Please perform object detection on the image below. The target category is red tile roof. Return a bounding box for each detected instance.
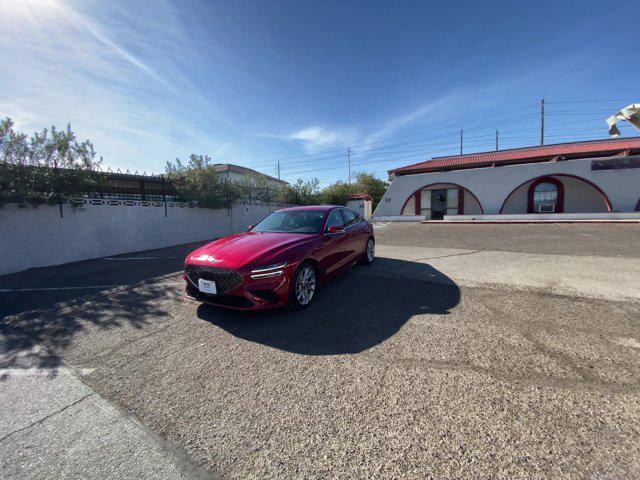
[391,137,640,175]
[349,193,373,201]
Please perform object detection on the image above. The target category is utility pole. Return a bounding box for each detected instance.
[347,147,352,183]
[460,128,463,155]
[495,129,499,151]
[540,95,545,146]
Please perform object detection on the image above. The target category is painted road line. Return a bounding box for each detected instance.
[0,283,184,293]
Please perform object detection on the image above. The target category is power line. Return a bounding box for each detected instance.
[545,98,636,104]
[233,105,541,171]
[224,98,636,178]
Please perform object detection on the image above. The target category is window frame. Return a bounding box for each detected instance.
[340,208,359,227]
[324,208,346,232]
[527,177,564,213]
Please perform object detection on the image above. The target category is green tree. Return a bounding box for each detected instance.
[276,178,320,205]
[318,172,389,209]
[320,180,355,206]
[0,117,103,208]
[351,172,389,210]
[165,154,239,208]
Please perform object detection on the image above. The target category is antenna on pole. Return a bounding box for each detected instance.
[347,147,352,183]
[495,129,499,151]
[541,95,545,146]
[460,128,463,155]
[277,160,281,180]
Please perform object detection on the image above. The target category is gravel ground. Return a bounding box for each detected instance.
[374,222,640,258]
[2,224,640,479]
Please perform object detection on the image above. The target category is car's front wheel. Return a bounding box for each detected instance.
[360,237,375,265]
[290,262,317,308]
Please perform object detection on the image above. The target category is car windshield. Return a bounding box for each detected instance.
[251,210,326,234]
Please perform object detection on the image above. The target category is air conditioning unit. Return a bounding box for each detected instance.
[537,204,555,213]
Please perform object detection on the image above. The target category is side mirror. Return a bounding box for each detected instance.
[247,224,254,232]
[326,225,345,235]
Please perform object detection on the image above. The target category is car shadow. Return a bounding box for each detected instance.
[0,241,209,379]
[197,257,461,355]
[0,241,209,318]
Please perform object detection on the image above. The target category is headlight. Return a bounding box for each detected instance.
[250,262,288,279]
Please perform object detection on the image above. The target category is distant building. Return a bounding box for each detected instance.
[374,137,640,220]
[213,163,288,188]
[347,194,373,220]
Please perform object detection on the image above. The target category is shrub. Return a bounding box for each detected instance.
[0,117,103,208]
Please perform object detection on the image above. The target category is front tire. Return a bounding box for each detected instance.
[290,262,317,309]
[360,237,375,265]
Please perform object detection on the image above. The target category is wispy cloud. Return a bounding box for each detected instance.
[0,0,225,172]
[359,90,473,148]
[277,90,469,155]
[287,126,353,152]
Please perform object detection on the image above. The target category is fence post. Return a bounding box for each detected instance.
[140,179,145,201]
[54,159,63,218]
[161,174,167,217]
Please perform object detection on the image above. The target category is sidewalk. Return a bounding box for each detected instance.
[0,325,214,480]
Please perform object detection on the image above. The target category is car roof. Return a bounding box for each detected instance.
[277,205,343,212]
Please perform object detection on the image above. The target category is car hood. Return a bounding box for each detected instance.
[187,231,316,269]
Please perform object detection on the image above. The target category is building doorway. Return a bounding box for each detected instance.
[402,183,483,218]
[430,189,447,220]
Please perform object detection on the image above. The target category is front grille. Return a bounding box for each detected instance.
[186,284,254,308]
[185,264,244,294]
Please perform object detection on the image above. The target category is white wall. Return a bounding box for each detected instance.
[374,155,640,217]
[346,199,373,220]
[400,184,483,216]
[229,203,273,234]
[501,176,610,214]
[563,176,609,213]
[501,183,529,214]
[464,192,482,215]
[0,201,278,276]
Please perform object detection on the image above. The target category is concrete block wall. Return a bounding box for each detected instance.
[0,202,278,276]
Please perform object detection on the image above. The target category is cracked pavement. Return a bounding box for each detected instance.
[1,224,639,479]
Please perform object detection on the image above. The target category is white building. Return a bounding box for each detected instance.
[373,138,640,220]
[214,163,288,189]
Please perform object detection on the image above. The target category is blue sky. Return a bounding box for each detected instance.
[1,0,638,186]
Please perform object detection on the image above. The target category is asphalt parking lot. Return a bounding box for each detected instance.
[2,223,640,479]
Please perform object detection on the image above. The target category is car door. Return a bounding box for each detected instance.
[340,208,367,262]
[318,208,351,275]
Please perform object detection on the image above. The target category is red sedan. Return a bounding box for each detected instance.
[184,205,375,310]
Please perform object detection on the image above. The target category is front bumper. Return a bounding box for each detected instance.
[184,263,295,311]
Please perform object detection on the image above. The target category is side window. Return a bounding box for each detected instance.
[341,208,358,227]
[325,209,345,230]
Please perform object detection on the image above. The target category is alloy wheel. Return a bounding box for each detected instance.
[366,238,375,262]
[295,265,316,306]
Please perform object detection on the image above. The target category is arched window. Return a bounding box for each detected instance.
[533,182,558,212]
[527,177,564,213]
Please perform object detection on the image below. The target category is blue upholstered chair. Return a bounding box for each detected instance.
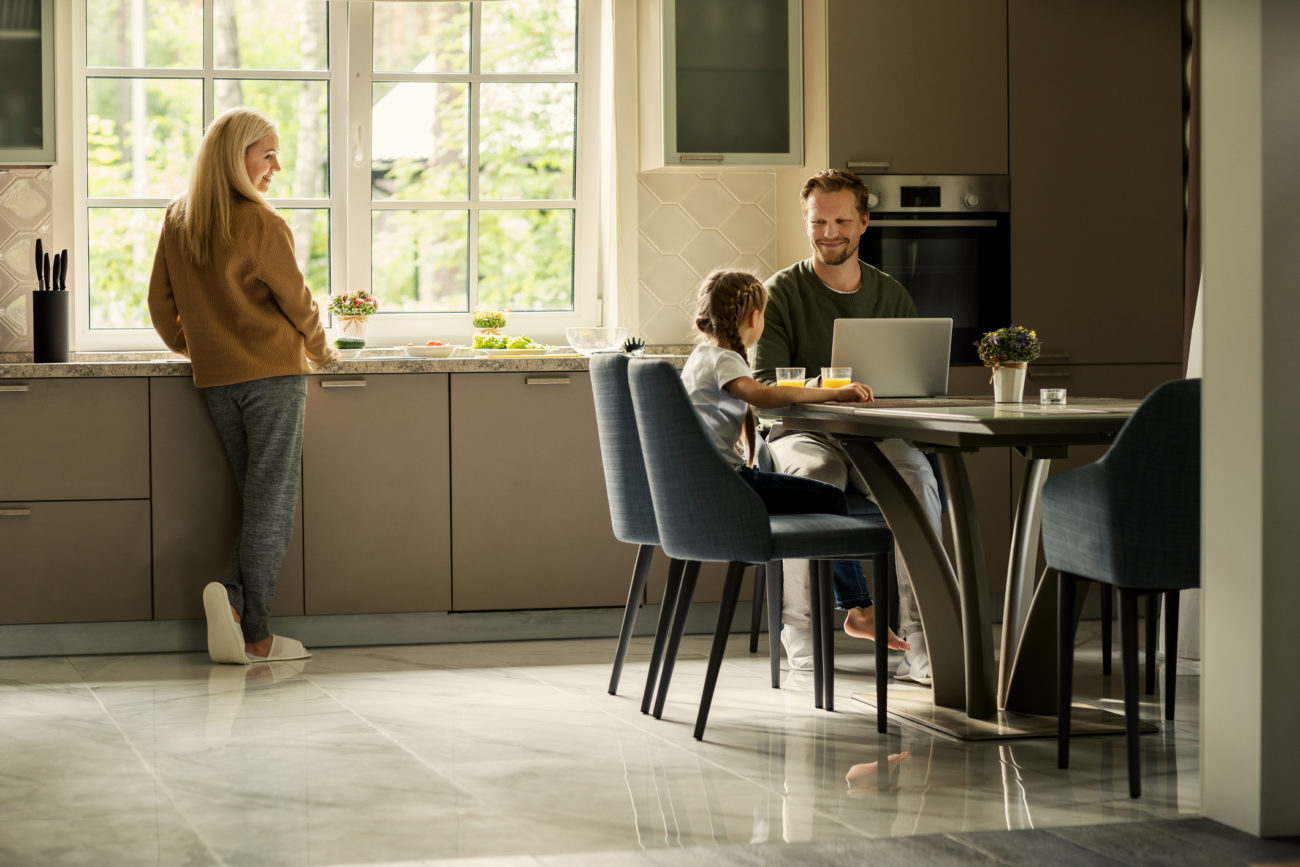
[1043,378,1201,798]
[628,358,895,740]
[590,353,766,711]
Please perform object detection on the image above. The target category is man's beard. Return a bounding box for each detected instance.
[814,239,858,267]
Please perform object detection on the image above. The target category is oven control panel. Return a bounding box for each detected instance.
[854,175,1009,213]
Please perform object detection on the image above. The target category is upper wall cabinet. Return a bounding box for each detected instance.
[827,0,1008,175]
[648,0,803,168]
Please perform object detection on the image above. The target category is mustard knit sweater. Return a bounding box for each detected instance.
[148,198,332,388]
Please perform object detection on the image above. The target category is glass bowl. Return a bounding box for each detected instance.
[565,326,629,356]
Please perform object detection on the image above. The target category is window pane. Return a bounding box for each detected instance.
[478,209,573,311]
[86,0,201,69]
[86,78,202,198]
[213,0,328,71]
[371,82,468,202]
[214,80,330,198]
[276,208,330,299]
[371,210,468,312]
[481,0,576,74]
[372,2,469,74]
[479,83,574,201]
[88,207,164,329]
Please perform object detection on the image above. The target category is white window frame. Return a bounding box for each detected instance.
[71,0,602,352]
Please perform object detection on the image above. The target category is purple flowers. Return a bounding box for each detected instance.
[976,325,1041,366]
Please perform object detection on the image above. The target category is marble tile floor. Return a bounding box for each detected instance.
[0,620,1232,866]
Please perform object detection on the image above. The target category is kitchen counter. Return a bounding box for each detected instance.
[0,348,692,379]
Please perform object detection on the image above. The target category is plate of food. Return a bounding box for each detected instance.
[405,341,457,358]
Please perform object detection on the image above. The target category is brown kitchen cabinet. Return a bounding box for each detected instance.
[0,378,152,624]
[827,0,1008,176]
[1008,0,1184,365]
[450,371,633,611]
[150,377,304,621]
[302,373,451,614]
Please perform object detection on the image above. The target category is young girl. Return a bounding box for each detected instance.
[680,269,909,651]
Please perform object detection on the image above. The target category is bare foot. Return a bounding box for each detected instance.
[843,607,911,651]
[230,606,271,658]
[845,751,913,796]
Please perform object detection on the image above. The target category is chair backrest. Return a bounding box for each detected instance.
[589,352,659,546]
[628,358,774,563]
[1045,378,1201,589]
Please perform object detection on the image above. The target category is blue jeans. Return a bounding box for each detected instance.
[737,466,874,610]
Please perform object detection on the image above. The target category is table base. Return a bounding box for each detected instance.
[850,689,1159,741]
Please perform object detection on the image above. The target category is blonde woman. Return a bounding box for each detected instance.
[149,107,337,664]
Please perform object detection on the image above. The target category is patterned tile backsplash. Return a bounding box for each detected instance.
[637,172,776,346]
[0,170,53,352]
[0,170,768,352]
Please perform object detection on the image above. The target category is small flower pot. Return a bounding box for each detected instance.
[336,315,369,347]
[992,362,1027,402]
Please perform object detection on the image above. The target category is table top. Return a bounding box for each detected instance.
[780,396,1140,449]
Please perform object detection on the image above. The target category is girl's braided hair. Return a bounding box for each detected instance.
[693,269,767,466]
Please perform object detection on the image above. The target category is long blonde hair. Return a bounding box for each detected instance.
[693,269,767,466]
[173,107,278,266]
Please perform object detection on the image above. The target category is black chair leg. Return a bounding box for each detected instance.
[610,544,654,696]
[809,569,824,710]
[1100,584,1112,676]
[1119,588,1142,798]
[767,561,783,688]
[642,557,685,714]
[874,552,889,734]
[816,561,836,713]
[749,564,765,653]
[1164,590,1180,721]
[694,561,745,740]
[1145,593,1159,695]
[1058,573,1078,769]
[653,560,700,719]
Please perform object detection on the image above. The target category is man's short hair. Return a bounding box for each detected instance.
[800,169,871,217]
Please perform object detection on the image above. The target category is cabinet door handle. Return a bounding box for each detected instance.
[320,379,367,388]
[871,220,999,228]
[679,154,724,162]
[0,508,32,517]
[847,160,891,170]
[1028,371,1071,380]
[0,384,30,392]
[526,376,570,386]
[1037,353,1071,362]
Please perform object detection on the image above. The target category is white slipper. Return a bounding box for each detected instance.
[246,635,312,664]
[202,582,247,665]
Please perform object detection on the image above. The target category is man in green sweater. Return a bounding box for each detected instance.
[754,169,941,684]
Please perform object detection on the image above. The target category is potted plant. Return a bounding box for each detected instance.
[327,290,380,349]
[976,325,1041,402]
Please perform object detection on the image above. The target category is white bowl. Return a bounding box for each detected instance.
[405,344,457,358]
[565,326,629,357]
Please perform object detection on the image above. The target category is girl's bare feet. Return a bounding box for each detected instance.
[230,606,274,659]
[843,606,911,651]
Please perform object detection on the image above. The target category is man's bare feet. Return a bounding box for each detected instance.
[843,606,911,651]
[230,605,273,658]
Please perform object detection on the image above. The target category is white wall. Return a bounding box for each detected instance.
[1201,0,1300,837]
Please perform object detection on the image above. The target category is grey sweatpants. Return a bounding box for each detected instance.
[203,375,307,644]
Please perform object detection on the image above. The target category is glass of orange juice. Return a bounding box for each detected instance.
[776,367,805,388]
[821,366,852,389]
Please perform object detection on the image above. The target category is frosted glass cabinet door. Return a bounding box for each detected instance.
[663,0,803,166]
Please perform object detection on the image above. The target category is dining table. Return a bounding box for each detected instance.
[780,395,1141,740]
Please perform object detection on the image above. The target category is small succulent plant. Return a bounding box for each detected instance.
[622,336,646,356]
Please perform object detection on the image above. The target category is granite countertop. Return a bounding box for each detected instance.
[0,347,694,379]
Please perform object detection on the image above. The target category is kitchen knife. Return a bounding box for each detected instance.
[43,252,50,295]
[57,250,68,291]
[35,238,44,290]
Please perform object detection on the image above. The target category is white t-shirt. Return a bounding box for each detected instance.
[680,343,753,469]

Task description -> After locating the line containing "is small succulent", write out that line and all remaining lines of the records exactly, with nothing added.

The completed task ->
Please perform object detection on the image above. The target category is small succulent plant. Return a bounding box for each detected instance.
[622,336,646,356]
Please perform object detection on the image above. The target category is granite countertop. Return a bounding box for each detected instance.
[0,347,694,379]
Please perform object detection on the image above. The target category is kitchen knife. Return a bounding box for each detected instance.
[43,252,50,295]
[57,250,68,291]
[35,238,44,290]
Please perform object detection on the image above. The target category is white t-shirt. Return a bounding box for each detected instance.
[680,343,753,469]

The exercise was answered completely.